▶ _AUSGANGSDOKUMENT_
════════════════

Heisse Debatte

Hat der ursprüngliche Islam ein Gewaltproblem?

In der NZZ hat der Vatikan-Ethiker Martin Rhonheimer mit unzweideutigen Aussagen zur Gewalt im Koran provoziert und eine Diskussion entfacht. Aber auch in zahlreichen andern Medien wird die Frage thematisiert, ob der Islam in seinen Wurzeln reformiert werden müsste.
Der traditionelle Islam: Eine Theologie der Gewalt?
Martin Rhonheimer
Christine Schirrmacher

In seinem Aufsatz hat Martin Rhonheimer schon im September 2014 – lange vor dem Attentat auf die Charlie Hebdo-Redaktoren Klartext gesprochen und damit auch Widerspruch ausgelöst.

Seine Aussagen sind aber heute aktueller denn je. Der Professor für Ethik und politische Philosophie an der Päpstlichen Universität Santa Croce in Rom fordert, dass sich der Islam von «seiner Gründungsidee distanziert» und sein politisch-religiöses Doppelwesen aufgibt. Nur so sei auch eine Selbstreinigung möglich. Rhonheimers Fazit lautet: «Solange das nicht geschieht, wird es immer nur eine Frage der konkreten politischen Konstellation sein, ob und in welcher Form er sein gewalttätiges Gesicht zeigt.»

Lizenz zum Töten

Eine sehr provokante Folgerung aus den Gewaltaufrufen im Koran – zum Beispiel Sure 9,29: «Kämpft gegen diejenigen, die ... nicht der wahren Religion angehören...» lautet: «Die islamische Theologie besitzt keine argumentativen Ressourcen, um das Vorgehen des IS als 'unislamisch' zu verurteilen.» Im Islam gebe es kein generelles Tötungsverbot wie im Judentum und Christentum, aber eine generelle Tötungslizenz, zum Beispiel für Ungläubige, die sich der Konversion zum Islam widersetzen. Er zitiert Sure 9,5: «... tötet die Heiden, wo immer ihr sie findet, greift sie, umzingelt sie und lauert ihnen überall auf.»

════════════════

▶ _BEREITGESTELLTE ANGABEN_
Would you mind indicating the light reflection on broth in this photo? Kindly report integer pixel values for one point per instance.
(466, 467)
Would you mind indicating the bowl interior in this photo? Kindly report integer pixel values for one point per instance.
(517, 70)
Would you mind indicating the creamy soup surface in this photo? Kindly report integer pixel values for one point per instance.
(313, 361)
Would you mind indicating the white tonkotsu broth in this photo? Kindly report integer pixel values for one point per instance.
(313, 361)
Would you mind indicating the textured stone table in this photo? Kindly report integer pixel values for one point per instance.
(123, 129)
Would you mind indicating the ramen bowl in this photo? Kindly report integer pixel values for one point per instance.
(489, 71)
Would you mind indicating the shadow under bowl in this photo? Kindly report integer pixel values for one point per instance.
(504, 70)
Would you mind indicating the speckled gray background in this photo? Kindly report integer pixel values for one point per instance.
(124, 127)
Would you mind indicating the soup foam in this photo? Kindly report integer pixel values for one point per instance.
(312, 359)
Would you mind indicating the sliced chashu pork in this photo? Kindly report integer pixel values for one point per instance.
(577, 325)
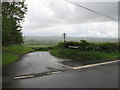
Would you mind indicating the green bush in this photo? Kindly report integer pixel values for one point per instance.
(84, 45)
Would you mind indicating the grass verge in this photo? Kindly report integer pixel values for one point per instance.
(12, 53)
(74, 54)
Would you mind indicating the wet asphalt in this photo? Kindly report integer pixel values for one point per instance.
(104, 76)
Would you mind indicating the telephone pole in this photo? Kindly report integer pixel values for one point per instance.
(64, 36)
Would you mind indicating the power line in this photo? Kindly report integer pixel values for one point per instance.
(92, 10)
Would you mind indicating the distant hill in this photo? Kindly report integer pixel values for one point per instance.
(49, 40)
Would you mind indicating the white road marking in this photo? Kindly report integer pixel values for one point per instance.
(86, 66)
(23, 77)
(61, 64)
(98, 64)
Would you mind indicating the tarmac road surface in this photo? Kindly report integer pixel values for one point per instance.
(103, 76)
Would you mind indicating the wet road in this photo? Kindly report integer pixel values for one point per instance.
(104, 76)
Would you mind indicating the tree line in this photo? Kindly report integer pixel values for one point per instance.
(13, 13)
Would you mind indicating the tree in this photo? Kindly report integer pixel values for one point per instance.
(12, 16)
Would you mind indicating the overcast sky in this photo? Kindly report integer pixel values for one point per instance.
(46, 18)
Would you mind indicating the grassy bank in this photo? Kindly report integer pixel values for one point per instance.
(78, 55)
(12, 53)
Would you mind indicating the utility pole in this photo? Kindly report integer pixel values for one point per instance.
(64, 36)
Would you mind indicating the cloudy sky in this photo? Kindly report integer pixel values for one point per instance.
(52, 18)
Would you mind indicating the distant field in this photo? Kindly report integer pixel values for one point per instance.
(35, 40)
(12, 53)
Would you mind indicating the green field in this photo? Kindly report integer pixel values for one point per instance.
(78, 55)
(12, 53)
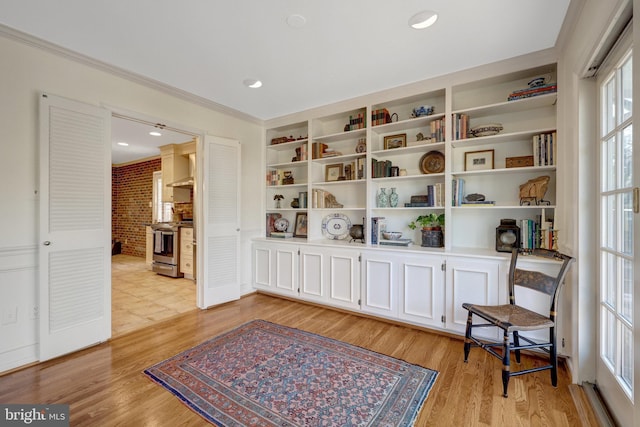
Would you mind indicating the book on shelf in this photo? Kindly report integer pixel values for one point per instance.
(380, 116)
(281, 234)
(545, 149)
(378, 225)
(530, 92)
(437, 128)
(476, 204)
(398, 242)
(460, 126)
(457, 190)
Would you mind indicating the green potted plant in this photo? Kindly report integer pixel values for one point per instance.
(431, 226)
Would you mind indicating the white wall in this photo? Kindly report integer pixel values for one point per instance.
(26, 71)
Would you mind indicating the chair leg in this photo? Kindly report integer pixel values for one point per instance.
(553, 355)
(516, 343)
(467, 338)
(506, 368)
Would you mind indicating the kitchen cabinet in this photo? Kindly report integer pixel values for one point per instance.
(186, 252)
(404, 286)
(174, 166)
(330, 276)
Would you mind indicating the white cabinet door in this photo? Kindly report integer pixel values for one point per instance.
(342, 278)
(312, 260)
(421, 287)
(275, 268)
(470, 280)
(379, 284)
(262, 266)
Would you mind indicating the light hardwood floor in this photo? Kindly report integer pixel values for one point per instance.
(105, 386)
(140, 297)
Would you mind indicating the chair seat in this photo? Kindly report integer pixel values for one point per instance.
(510, 317)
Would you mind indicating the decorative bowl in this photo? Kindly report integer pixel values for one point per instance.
(391, 235)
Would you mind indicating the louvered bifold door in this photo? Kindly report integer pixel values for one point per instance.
(75, 226)
(220, 250)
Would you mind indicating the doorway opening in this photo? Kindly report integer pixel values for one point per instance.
(140, 296)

════════════════

▶ _AUFGABENLISTE_
a) An welcher Universität lehrt Martin Rhonheimer laut dem Artikel zur Islam-Debatte?
b) Führen Sie den Artikel zur Islam-Debatte im Anschluss an seinen letzten Satz weiter.

▶ _ERGEBNISSE JE AUFGABE_
a) An der Päpstlichen Universität Santa Croce in Rom.

b)
In seinem Aufsatz «Töten im Namen Allahs» hebt er auch die grundlegenden Unterschiede zwischen dem Islam und dem Judentum bzw. Christentum heraus. Das entscheidende dabei ist für ihn die Trennung von geistlicher und weltlicher Macht sowie das Tötungsverbot in den zehn Geboten und die Kritik an der Gewalt im Neuen Testament.

«Genau definierte Bedingungen...»

Rhonheimer hat nach der Publikation seines Aufsatzes Kritik von etlichen Islamwissenschaftern und andern Leuten erhalten, die sich für Islam-Experten halten. Heute würde die Kritik möglicherweise zurückhaltender ausfallen. Auch der oft von Medien zitierte Berner Islamwissenschafter Reinhard Schulze, der sich als Brückenbauer zwischen Islam und westlicher Welt versteht, negiert die Gewaltaussagen nicht, relativiert sie aber. In einem Interview in der «Grossen Islam-Serie» der Agentur kath.ch erwähnt er vier Koranstellen, die ein Tötungsgebot enthalten. Die Tötungsaufforderung habe aber «genau definierte Bedingungen» enthalten. Sie hätten sich auch auf die damaligen Bedingungen in Medina bezogen. Die Koranausleger seien sich dabei uneinig, ob es sich um eine einmalige Bestimmung handle oder ob dieses Gebot allgemein zu gelten habe.

Kampfaufrufe Mohammeds für ungültig erklären!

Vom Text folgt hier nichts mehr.